DATA SHOWN ▸

*** Begin section ***

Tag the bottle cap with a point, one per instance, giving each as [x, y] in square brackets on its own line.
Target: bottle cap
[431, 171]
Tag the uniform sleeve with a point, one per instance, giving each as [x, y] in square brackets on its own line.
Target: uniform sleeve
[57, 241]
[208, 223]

*** End section ***
*** Begin section ***

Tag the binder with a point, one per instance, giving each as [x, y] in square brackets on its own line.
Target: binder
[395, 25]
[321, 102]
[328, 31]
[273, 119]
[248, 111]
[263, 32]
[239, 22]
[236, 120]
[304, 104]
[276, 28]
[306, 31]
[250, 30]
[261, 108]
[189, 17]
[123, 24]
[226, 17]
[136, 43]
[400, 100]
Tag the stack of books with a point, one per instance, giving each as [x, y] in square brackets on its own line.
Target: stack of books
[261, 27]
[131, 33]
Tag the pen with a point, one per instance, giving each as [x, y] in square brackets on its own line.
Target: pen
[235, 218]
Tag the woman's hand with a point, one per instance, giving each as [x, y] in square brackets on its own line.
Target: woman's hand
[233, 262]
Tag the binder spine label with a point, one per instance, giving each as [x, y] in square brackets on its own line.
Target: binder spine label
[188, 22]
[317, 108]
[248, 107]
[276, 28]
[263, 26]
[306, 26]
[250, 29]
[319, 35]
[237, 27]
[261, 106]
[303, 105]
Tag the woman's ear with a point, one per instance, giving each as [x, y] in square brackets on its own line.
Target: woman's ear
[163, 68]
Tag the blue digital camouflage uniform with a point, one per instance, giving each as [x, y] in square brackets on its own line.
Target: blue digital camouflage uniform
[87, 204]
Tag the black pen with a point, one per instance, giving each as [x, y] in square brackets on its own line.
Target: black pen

*** End section ***

TASK DIRECTIONS ▸ All lines above between those holding "Target: stack of books" and "Tag the binder spine", inclusive, must be set down unchanged, and no other line may be included.

TASK RESULT ▸
Target: stack of books
[261, 27]
[131, 33]
Tag the pen with a point, one per instance, giving each as [x, y] in square brackets on its own line.
Target: pen
[235, 218]
Tag the woman's hand with a point, one per instance, giving each as [x, y] in square brackets on its own line.
Target: woman's hand
[233, 262]
Tag the binder spine label with a point, one per instance, giving each as [x, y] in square brackets on its own line.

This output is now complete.